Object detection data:
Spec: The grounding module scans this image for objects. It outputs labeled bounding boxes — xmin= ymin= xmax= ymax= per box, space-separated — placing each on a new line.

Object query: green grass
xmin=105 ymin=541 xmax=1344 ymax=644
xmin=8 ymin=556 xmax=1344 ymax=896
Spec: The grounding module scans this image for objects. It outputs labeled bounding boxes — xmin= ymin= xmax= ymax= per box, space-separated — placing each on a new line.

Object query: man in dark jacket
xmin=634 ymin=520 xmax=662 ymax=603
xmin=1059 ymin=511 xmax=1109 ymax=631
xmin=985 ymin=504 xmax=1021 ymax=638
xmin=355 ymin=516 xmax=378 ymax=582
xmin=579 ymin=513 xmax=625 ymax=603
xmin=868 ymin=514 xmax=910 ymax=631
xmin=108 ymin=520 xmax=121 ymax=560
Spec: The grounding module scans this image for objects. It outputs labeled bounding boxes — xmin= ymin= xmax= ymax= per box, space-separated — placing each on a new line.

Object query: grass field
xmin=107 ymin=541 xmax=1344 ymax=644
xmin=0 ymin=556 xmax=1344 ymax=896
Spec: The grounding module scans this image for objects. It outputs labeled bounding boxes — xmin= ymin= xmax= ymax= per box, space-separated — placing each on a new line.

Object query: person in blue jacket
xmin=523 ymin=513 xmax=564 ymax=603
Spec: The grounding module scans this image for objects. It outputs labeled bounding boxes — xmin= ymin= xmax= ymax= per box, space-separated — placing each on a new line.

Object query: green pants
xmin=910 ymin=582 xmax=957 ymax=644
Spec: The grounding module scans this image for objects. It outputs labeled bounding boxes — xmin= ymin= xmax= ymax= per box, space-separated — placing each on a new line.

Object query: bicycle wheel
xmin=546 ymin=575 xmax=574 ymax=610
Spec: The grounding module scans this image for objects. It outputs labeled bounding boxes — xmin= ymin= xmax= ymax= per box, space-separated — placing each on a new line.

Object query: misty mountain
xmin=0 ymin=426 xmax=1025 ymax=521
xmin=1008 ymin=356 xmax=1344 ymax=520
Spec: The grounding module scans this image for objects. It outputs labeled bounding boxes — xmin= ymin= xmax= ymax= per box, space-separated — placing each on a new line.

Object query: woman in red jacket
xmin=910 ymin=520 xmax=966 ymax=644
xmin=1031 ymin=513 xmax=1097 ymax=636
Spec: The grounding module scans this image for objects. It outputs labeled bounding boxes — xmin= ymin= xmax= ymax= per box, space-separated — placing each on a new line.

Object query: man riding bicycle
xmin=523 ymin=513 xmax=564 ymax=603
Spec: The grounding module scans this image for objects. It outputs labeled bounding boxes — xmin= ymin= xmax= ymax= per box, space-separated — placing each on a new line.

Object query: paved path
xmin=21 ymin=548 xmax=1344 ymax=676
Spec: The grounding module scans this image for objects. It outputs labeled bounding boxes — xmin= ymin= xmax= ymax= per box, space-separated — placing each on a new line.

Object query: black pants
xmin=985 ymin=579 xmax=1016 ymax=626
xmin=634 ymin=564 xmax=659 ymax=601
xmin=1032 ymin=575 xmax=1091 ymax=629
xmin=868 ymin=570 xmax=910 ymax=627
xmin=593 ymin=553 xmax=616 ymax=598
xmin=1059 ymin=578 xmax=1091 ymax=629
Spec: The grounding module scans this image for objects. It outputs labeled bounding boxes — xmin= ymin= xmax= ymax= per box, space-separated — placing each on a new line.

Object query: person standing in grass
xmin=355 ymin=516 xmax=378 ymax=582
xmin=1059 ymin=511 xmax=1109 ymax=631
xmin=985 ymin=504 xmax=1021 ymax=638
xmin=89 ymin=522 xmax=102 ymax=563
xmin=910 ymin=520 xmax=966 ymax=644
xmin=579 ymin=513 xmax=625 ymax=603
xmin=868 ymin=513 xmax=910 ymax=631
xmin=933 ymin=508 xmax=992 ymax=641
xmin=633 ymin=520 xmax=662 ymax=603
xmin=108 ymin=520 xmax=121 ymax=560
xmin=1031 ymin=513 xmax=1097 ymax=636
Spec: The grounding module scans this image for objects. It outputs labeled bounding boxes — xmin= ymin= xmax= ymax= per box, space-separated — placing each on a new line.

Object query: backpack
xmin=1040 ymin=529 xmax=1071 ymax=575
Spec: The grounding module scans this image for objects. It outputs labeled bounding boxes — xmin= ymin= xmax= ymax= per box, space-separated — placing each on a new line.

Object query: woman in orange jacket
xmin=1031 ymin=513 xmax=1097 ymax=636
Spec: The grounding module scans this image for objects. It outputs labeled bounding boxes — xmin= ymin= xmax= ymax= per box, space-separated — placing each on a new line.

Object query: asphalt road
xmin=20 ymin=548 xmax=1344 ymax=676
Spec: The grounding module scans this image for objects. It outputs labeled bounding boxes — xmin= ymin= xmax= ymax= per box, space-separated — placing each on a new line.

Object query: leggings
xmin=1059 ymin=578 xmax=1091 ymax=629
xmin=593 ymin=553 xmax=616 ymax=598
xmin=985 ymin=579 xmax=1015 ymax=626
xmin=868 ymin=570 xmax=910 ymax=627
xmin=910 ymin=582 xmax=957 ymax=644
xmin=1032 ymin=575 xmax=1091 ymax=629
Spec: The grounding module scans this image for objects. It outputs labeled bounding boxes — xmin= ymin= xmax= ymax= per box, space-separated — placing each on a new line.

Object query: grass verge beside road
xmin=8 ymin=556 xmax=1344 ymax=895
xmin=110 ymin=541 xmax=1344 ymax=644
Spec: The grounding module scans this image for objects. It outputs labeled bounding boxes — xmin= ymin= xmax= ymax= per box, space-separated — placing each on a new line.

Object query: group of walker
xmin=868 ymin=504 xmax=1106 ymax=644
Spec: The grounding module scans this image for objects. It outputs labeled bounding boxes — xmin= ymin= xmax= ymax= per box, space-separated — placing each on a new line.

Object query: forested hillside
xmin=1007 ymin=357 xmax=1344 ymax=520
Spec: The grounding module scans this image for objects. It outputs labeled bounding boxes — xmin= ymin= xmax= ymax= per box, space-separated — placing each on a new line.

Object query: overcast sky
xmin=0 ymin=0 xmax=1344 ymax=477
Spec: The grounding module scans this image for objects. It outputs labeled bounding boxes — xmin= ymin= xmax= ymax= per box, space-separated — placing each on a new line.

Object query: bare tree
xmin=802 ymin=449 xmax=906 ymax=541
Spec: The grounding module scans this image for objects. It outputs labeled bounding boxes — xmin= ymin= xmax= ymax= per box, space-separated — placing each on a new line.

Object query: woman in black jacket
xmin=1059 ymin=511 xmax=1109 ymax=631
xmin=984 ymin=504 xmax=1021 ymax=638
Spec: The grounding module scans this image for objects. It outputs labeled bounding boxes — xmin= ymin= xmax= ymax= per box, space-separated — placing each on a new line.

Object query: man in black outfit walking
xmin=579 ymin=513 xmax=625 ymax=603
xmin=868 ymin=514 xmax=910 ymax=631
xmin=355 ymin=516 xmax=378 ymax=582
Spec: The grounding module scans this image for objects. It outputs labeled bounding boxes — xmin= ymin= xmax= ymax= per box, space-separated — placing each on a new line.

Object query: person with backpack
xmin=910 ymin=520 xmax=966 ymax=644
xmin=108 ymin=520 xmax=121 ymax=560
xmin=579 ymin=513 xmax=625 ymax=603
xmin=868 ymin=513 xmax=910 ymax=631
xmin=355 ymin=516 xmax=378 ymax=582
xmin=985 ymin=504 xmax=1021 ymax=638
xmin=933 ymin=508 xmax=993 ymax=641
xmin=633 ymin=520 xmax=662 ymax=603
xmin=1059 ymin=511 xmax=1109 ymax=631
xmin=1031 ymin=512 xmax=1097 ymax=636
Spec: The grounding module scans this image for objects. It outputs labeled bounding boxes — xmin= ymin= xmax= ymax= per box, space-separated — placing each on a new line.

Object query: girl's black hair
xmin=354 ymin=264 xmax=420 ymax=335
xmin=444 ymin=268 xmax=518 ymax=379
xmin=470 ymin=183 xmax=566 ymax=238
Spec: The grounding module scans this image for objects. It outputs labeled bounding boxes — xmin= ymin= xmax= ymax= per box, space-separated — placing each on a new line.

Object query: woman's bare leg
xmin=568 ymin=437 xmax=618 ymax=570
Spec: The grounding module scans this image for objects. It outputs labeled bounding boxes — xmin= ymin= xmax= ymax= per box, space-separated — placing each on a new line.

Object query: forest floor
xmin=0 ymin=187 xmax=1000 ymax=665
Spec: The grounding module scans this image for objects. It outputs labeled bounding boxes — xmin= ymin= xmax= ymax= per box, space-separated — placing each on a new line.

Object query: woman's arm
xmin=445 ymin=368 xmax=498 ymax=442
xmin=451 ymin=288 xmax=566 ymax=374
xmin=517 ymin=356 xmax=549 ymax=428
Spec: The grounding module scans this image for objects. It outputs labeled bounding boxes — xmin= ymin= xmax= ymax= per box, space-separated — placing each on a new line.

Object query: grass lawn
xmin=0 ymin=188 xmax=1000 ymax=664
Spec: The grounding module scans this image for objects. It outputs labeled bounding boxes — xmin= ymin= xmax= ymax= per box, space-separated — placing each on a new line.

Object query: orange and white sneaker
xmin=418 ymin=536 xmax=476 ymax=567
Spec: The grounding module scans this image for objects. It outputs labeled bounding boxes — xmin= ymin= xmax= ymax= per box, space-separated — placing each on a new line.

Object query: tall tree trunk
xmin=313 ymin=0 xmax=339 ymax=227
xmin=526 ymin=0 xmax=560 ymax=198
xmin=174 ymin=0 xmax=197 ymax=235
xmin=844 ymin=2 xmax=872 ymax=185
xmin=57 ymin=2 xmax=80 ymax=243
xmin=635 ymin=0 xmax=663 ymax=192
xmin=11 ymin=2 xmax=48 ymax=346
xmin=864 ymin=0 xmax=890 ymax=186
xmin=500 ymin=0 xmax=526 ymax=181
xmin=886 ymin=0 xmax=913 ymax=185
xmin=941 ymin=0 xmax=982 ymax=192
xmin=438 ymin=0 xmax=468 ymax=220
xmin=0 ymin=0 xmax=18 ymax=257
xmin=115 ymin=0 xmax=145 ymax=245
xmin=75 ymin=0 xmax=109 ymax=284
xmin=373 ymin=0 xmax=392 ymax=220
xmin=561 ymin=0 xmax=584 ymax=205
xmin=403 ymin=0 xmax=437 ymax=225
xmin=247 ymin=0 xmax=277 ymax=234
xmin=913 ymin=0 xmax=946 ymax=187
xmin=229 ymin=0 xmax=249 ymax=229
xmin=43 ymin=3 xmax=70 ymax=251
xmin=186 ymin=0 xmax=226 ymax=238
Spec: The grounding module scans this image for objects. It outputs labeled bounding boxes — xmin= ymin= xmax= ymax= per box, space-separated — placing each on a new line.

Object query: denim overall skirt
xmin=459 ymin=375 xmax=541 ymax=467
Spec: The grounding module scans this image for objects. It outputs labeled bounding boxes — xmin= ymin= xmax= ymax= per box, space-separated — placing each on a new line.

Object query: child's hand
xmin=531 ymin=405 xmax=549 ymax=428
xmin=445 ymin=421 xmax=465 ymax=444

Your goal:
Please select every line in the listing above that contains the word "jacket" and copy each one out. Case counts, so match only that exact capitalization.

Answer to the task:
Object query: man in dark jacket
Object query: person in blue jacket
Object query: woman in red jacket
Object query: woman in orange jacket
Object query: woman in black jacket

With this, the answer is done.